* What is needed
Pictures excluded, copy every record that follows exactly as it appears.

Start of Material for this exercise

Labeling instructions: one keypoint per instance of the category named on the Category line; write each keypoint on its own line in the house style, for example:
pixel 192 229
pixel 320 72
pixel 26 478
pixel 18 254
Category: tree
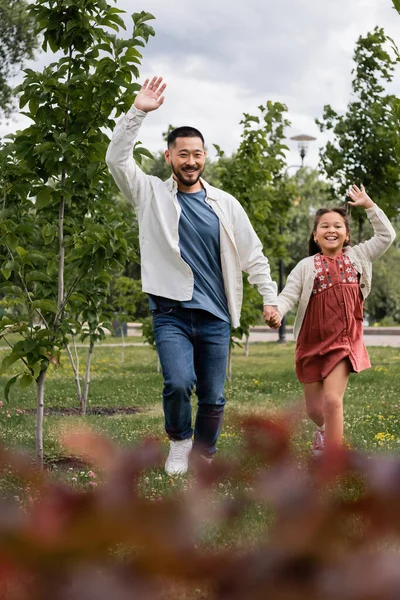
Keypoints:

End of Material for this exercise

* Answer area
Labeling instructions: one keypoint per instance of the category named on the Category line; write each keypoint on its own line in the house style, for example:
pixel 192 229
pixel 320 72
pixel 26 478
pixel 18 254
Category: tree
Keypoints:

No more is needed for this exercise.